What is required: Repeat each record below exactly as given.

+ + + +

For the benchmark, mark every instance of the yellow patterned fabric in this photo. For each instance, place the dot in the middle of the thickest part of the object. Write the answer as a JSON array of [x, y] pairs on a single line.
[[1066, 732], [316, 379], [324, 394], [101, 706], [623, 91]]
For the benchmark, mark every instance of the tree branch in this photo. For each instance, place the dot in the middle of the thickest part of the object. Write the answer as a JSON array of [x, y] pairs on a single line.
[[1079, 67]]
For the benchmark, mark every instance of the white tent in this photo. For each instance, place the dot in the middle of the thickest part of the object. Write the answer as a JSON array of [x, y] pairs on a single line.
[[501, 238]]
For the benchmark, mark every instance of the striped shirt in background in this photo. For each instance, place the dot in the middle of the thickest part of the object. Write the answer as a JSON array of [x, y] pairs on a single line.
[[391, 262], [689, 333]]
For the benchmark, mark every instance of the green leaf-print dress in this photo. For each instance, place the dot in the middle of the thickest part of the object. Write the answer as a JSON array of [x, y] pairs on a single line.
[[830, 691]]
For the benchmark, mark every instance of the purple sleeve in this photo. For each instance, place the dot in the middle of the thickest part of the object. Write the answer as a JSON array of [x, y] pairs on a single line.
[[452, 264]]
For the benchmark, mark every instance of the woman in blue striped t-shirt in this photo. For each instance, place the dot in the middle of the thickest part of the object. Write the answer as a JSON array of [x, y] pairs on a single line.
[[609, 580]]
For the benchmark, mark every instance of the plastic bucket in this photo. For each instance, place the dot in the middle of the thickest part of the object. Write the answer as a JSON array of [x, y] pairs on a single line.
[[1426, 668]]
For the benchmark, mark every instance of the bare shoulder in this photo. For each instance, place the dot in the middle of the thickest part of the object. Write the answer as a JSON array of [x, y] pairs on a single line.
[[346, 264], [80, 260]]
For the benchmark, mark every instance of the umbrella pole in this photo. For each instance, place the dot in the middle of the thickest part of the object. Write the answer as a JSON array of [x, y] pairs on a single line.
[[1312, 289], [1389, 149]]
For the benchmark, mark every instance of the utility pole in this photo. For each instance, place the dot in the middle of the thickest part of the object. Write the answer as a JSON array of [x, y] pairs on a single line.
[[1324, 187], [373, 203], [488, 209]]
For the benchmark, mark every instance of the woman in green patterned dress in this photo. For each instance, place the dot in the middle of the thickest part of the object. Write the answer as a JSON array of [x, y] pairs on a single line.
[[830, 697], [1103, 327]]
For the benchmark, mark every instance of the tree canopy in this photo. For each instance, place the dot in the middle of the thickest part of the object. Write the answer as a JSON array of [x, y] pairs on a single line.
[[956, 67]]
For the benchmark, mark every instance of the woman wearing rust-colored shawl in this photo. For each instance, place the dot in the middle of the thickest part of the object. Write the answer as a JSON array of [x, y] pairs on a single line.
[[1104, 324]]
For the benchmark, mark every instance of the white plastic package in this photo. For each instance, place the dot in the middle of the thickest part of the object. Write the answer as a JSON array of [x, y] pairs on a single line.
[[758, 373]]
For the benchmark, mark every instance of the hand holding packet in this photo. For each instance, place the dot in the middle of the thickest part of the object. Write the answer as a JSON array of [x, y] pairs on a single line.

+ + + +

Complete response:
For the benchmark, mark every instance of the yellow patterned fabric in this photo. For each instance, place the dot in the middle of the thickest part of the object. Write the answer as a JSON array of [x, y] pairs on a single line.
[[1066, 732], [316, 379], [324, 394], [101, 706], [623, 91]]
For the benchmark, mark every instance of the tree branch in this photo. For each instance, place the dot in the middle of the thickest part of the object. Write the answer as a JSON array of [x, y] pairs on a single line.
[[1079, 67]]
For the benchmark, mark every instance of the white tent in this photo. For each instance, place the dot in the middle of the thickest part of the object. Write the answer as a JSON array of [x, y] pairs on a single line.
[[501, 238]]
For the benchmark, mark every instance of the striped shirt in background in this photo. For each instance, place the dot in the middle of the thickest part of the object. Write the answer as a JSON array of [x, y] pairs on a single line.
[[391, 262], [689, 333]]
For the benchmark, mark every instance of the green leaf-print dress in this photo. For each instance, place the dot in the middle of the thickest part of the object. Write the answer as a JSON array of [x, y] pairs on a single line.
[[830, 691]]
For the benchmark, mark every instance of the purple sleeve in this photo. For each instance, place the dot in the middle of the thickest part of the object. Write the answer as a JSON array of [x, y] pairs on a single line.
[[452, 264]]
For the benchmark, mark every instance of the woman in blue striped t-shirt in this photo. For each instance, place the dot in the middle of the thickest part of the object. Write the answer as a JSON array of [x, y] pairs on a single line.
[[609, 580]]
For the benchmark, mark every instance of the plastic bucket in this photo. For each instance, place the dot in the middle of the thickest part of the object. Write the answer as a JSON array of [x, y] pairs on a single line.
[[1426, 668]]
For the benchmark, mark every instance of the bare shoulder in this photo. For each instance, place the dot in the middle of the thickest part of the object. Write the answer as a JSON array of [x, y] pairs on a single line.
[[346, 264], [80, 260]]
For the benchmark, mark every instance of the umbrella pole in this photo. For each instance, place the dot in the middle of the thickest part of the object. Write the answer as a JSON array of [x, y] pairs on a single line.
[[1312, 289], [1389, 149]]
For the benchmark, mark every instance of the utility pole in this photo. For each instance, place the dot in the middle of the thickest part of the object. Write the answer as a JSON array of [x, y] pairs on a single line.
[[1324, 187], [373, 203], [488, 209]]
For the benchmark, mark every instance of the woman in green patterned dress in this photo. For each instance, place the dot in the middle of the thickest part of the object. Write the answer as a JSON array of [x, y] pairs on a single line.
[[830, 697], [1103, 327]]
For the benchmark, mark every instance of the tree canopy in this photo. For each instance, place the dot in the middle of the thickest part of the object. Write the answer as a JSON array of [x, y] pairs on a single line.
[[956, 67]]
For the benchmark, mark every instance of the woman wearing rust-colored shawl in this photo. For each instance, place the dot in the middle of the thickest part of the object. Write the answer as a JSON array of [x, y] pairs on a single line.
[[1104, 324]]
For the benchmark, mark every instance of the white plastic package in this photo. For each instance, place the dot in the middle of the thickest part of the object. Write the answer as a JSON array of [x, y] pairs on a single line.
[[758, 373]]
For the benchmark, mark every instance of the hand holding packet in this photo. For each instance, place the dot in the middle of the thickest part of the object. Write the answer as a JSON array of [x, y] pairs on a single line.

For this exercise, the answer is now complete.